Admiré, autant que haï, pour son génie et sa folie, Napoléon n’a laissé personne indifférent, pendant ces deux cents ans. Aujourd’hui, à gauche, l’homme n’est pas dans l’air du temps, c’est le moins que l’on puisse dire. À droite, il incarne toujours la grandeur de la France, la capacité de notre pays à être la lumière du monde.

Sous la coupole de l’Institut de France, Emmanuel Macron a clairement affirmé sa « volonté de ne rien céder à ceux qui entendent effacer le passé au motif qu’il ne correspond pas à l’idée qu’ils se font du présent ». Il s’adressait, en particulier, à des lycéens qui avaient été invités à cette cérémonie. Il a évoqué les « chefs-d’œuvre d’architecture et d’urbanisme, que Paris doit à Napoléon : « L’Arc de Triomphe, l’Église de la Madeleine, la colonne Vendôme le pont d’Austerlitz ou d’Iéna, la rue de Rivoli… auxquels s’ajoute le baccalauréat, le lycée, l’École Polytechnique, Saint-Cyr, les préfets, les maires, le Code civil, le Code pénal, le Conseil d’État, la Cour de cassation…

A l’Institut, le 5 mai 2021

Le chef de l’État, dans son discours, n’a pas oublié de faire de la politique quand il a rappelé que « La vie de Napoléon est d’abord une ode à la volonté politique, à ceux qui jugent les destins figés, les existences écrites à l’avance. Le parcours de l’enfant d’Ajaccio, devenu maître de l’Europe, démontre clairement qu’un homme peut changer le cours de l’Histoire ».

Comprenne qui pourra, quand il souligne : « On aime Napoléon parce que sa vie a le goût du possible, parce qu’elle est une invitation à prendre son risque, à faire confiance à l’imagination, à être pleinement soi ».

Il ne pouvait pas ne pas revenir sur ce que l’historien Jean Tulard appelle « la légende noire » de Napoléon. La part d’ombre, quatre millions de morts au moins en quinze ans de campagne militaire de l’Égypte à la Russie, l’exercice autoritaire du pouvoir, le rétablissement de l’esclavage dans les Antilles. Il a dit aux étudiants qu’ils devaient connaître leur histoire sous tous ses aspects, car c’est elle qui nous construit. Il aurait pu aussi leur conseiller de lire « Guerre et Paix », le chef-d’œuvre de Tolstoï.

En écoutant le chef de l’État, je pensais à Jean Dutourd qui aurait, je l’imagine, aimé participer, de près ou de loin, à cette journée de commémoration. En août 1996, l’académicien avait publié chez Flammarion « Le feld-maréchal von Bonaparte » : Considérations sur les causes de la grandeur des Français et de leur décadence ».

== Extrait des données ==
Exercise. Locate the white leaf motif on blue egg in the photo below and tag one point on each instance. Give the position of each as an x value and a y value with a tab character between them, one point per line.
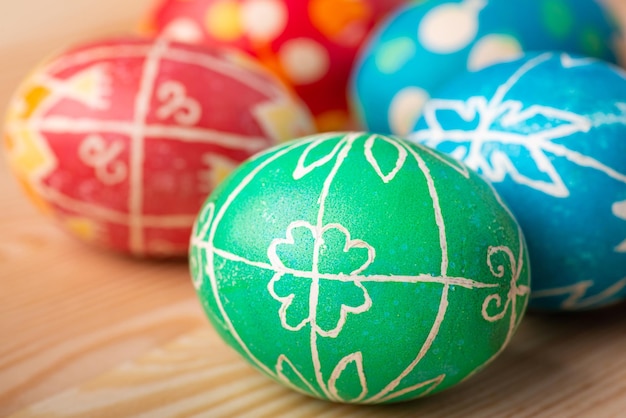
496	123
619	210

== Tâches à réaliser ==
(a) Dans l'extrait sur Napoléon, relevez tout ce qui y est présenté comme la part d'ombre de Napoléon.
(b) Donnez la suite de l'extrait sur Napoléon, à la suite de sa dernière phrase.

== Réponses aux tâches ==
(a)
- quatre millions de morts au moins en quinze ans de campagne militaire, de l'Égypte à la Russie
- l'exercice autoritaire du pouvoir
- le rétablissement de l'esclavage dans les Antilles

(b)
Dans cet essai provocateur, véritable pamphlet contre la démocratie, Jean Dutourd pratiquait l’uchronie. Il proposait au lecteur deux modifications historiques qui auraient été lourdes de conséquences. Si Louis XVI n’avait pas dissous les régiments parisiens, notamment les mousquetaires, la Révolution n’aurait jamais eu lieu. La France aurait continué de s’étendre outre-mer et aurait conservé la Louisiane ; l’Amérique aurait été francophone et l’influence de la France en aurait été considérablement renforcée.

Sans la Révolution, Jean Dutourd imagine que l’Autriche aurait conservé sa primauté sur le monde germanophone. Le concept d’Etat-nation ne se serait pas imposé, Bismarck n’aurait donc pas créé le IIe Reich, la guerre de 1870 n’aurait pas eu lieu, la Première Guerre mondiale non plus et l’Alsace-Moselle serait restée française. Hitler n’aurait jamais été en situation d’émerger et ni la Seconde Guerre mondiale ni la Shoah n’auraient existé. En passant, Marx et le communisme n’auraient pas vu le jour. Ce n’est pas la France, mais l’Autriche qui aurait acheté la Corse à la république de Gênes. Napoléon Bonaparte aurait fait sa carrière militaire au service des empereurs. Devenu feld-maréchal d’Autriche, il aurait consolidé l’Empire Austro-hongrois et n’aurait pas engagé la France dans des guerres de conquête.

Dessin de Plantu le 5 mai 2021

Jean Dutourd s’est beaucoup amusé à être, pendant plus d’un demi-siècle, un empêcheur de penser en rond, une sorte de poil à gratter des lettres françaises.

Quand il est mort en 2011, le journal Le Monde lui a rendu hommage en ces termes : « L’écrivain et académicien Jean Dutourd est mort à l’âge de 91 ans. Réactionnaire, provocateur, ronchon, il était devenu une figure familière de la littérature et des médias en brocardant pendant plus de cinquante ans le conformisme et la médiocrité de l’époque. Physique de grognard, avec pipe et moustaches, il était né en janvier 1920 à Paris. Mobilisé et fait prisonnier en 1940, il s’évade pour rejoindre la Résistance, où il est cofondateur du mouvement Libération-Sud. Arrêté une nouvelle fois en 1944, il s’évade à nouveau et participe à la libération de Paris.

Dès lors, l’écrivain empruntera les chemins de traverse pour dénoncer la bêtise triomphante et les modes, les jargonneurs et l’air du temps. Écrivain, Jean Dutourd donne le meilleur de son œuvre dès les années 1950. Au bon beurre, prix Interallié 1952, brosse le portrait caustique d’un couple d’épiciers opportunistes et cruels sous l’Occupation. Un livre qui lui vaut l’image d’un boutiquier des lettres roublard dont il fera son fonds de commerce. Admirateur inconditionnel du général de Gaulle, cet érudit bourru, qui puisait ses références chez Montaigne, Proust et Balzac, sera de 1963 à 1999 chroniqueur puis éditorialiste à France-Soir.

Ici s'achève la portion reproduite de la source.